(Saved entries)

........

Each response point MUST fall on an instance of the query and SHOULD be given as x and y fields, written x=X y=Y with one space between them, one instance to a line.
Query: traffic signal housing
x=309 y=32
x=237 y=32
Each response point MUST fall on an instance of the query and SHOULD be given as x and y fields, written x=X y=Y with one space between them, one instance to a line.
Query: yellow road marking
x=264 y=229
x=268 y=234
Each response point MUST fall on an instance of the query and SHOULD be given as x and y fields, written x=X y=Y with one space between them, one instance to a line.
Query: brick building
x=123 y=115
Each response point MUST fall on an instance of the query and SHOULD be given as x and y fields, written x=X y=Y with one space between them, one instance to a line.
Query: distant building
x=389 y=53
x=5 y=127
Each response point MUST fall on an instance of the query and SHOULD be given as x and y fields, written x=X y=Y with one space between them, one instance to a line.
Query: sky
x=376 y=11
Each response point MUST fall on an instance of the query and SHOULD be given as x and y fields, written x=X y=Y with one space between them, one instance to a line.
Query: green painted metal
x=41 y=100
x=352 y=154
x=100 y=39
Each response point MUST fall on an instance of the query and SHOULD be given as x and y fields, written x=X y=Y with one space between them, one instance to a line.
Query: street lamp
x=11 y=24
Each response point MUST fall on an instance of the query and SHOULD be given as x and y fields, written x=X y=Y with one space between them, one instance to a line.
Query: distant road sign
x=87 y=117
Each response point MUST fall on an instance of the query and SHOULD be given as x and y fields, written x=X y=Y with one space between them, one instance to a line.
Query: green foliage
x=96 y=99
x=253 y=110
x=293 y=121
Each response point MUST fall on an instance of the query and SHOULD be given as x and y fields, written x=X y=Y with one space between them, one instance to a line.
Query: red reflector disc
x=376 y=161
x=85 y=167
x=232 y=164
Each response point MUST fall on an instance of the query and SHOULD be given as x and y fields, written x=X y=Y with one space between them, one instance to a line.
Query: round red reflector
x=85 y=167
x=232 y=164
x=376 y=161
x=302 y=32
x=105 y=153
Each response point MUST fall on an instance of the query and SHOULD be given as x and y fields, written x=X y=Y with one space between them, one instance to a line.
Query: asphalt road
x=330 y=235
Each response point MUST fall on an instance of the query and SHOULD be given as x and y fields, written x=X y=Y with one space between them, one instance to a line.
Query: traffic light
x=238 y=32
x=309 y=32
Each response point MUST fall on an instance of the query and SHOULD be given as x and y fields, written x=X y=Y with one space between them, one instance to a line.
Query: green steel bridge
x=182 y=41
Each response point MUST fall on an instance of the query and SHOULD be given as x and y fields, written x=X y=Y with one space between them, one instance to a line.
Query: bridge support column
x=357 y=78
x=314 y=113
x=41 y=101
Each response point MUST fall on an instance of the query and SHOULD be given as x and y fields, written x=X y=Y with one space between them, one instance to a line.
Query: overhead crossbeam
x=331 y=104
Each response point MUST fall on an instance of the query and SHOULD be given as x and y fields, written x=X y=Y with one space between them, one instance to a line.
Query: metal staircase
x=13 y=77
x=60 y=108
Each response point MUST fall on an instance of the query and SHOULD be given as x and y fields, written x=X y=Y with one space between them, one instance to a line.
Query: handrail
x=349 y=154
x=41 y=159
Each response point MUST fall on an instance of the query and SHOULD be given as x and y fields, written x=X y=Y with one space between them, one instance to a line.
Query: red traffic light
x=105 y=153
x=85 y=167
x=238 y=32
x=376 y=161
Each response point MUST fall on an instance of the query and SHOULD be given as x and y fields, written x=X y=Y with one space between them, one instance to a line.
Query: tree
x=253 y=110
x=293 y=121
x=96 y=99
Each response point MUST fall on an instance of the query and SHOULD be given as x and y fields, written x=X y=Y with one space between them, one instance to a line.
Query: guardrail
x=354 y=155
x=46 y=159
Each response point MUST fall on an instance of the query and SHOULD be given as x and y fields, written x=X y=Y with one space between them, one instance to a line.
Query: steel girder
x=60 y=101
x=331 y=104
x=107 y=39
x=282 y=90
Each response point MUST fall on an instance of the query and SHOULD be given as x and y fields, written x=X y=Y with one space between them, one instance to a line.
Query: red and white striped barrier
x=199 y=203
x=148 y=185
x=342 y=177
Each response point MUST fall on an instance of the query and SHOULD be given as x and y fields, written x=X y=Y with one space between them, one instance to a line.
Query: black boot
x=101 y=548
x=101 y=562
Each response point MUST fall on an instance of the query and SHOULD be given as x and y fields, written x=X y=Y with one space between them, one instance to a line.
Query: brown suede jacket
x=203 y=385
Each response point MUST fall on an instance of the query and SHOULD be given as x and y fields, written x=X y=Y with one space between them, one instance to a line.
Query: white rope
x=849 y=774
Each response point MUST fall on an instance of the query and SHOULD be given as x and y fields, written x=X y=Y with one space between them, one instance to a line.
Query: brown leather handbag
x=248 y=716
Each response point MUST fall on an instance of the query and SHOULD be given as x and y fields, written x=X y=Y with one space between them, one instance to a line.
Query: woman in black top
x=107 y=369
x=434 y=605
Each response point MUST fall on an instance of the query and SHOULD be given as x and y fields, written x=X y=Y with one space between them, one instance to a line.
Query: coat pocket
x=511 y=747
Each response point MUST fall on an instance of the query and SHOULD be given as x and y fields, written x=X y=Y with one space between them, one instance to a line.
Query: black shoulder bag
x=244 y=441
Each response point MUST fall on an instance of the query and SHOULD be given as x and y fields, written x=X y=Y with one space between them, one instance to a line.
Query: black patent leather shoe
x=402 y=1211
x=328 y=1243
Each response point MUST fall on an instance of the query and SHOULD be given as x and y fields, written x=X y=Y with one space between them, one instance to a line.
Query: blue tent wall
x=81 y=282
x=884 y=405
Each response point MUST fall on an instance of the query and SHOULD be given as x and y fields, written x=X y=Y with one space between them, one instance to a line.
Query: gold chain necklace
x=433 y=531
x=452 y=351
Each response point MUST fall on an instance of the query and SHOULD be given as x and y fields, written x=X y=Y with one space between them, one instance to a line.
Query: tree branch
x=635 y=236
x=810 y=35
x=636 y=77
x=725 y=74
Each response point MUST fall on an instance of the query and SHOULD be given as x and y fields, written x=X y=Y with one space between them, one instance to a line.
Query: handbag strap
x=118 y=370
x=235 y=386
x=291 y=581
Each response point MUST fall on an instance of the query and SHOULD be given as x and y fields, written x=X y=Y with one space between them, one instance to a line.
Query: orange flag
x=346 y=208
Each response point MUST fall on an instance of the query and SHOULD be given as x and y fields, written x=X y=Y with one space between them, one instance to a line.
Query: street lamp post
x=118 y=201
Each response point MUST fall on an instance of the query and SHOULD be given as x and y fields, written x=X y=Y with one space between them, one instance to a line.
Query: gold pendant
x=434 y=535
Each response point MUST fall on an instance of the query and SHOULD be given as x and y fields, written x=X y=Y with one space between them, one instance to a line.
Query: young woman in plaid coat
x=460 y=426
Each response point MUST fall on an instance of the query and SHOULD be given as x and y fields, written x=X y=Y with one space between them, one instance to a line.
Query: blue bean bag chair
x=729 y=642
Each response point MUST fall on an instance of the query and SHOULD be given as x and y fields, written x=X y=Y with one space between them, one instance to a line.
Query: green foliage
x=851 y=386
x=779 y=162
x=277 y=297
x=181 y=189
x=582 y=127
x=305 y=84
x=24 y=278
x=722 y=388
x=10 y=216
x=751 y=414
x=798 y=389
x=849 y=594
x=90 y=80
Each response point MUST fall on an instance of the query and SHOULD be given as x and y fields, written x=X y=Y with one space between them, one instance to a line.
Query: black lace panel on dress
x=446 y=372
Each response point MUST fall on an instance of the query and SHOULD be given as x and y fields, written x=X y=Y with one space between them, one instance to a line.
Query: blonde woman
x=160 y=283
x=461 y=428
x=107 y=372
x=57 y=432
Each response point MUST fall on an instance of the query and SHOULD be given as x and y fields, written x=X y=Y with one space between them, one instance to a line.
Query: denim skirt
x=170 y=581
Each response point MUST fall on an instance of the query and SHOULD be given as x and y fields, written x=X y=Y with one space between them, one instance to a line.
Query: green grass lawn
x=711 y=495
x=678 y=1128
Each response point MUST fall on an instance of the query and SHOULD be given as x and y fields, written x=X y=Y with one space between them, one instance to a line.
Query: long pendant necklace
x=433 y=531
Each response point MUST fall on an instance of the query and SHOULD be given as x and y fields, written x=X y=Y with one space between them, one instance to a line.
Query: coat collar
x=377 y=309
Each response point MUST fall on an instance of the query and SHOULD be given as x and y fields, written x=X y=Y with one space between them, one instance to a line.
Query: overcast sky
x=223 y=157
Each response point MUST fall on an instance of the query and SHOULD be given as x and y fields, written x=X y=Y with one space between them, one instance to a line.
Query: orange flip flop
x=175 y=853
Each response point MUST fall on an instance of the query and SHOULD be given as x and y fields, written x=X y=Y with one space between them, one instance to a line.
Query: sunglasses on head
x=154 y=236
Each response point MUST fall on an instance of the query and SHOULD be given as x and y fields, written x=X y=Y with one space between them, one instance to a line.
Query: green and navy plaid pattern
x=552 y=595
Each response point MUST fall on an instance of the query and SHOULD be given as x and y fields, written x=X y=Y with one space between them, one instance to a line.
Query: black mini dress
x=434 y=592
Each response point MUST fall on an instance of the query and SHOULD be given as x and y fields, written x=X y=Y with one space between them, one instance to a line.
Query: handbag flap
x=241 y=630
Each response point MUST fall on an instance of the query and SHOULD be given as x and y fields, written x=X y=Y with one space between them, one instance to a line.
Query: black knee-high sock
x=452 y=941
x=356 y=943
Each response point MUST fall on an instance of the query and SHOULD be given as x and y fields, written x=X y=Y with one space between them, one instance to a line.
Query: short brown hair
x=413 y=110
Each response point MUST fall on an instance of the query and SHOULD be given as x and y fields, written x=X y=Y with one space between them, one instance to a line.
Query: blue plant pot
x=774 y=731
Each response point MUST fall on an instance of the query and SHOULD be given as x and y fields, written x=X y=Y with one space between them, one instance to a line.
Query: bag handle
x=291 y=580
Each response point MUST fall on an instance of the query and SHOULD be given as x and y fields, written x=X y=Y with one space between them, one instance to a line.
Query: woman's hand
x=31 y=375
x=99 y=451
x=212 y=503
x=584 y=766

........

— Task to complete —
Beginning with the line that holds "Query: bag handle" and ending with the last line of the data, copy each line exactly and add nothing.

— Problem solution —
Query: bag handle
x=291 y=580
Each response point MUST fall on an instance of the query and SHOULD be given as x and y fields, written x=X y=Y with one space between them, one instance to a line.
Query: woman's hand
x=31 y=375
x=99 y=451
x=212 y=503
x=584 y=766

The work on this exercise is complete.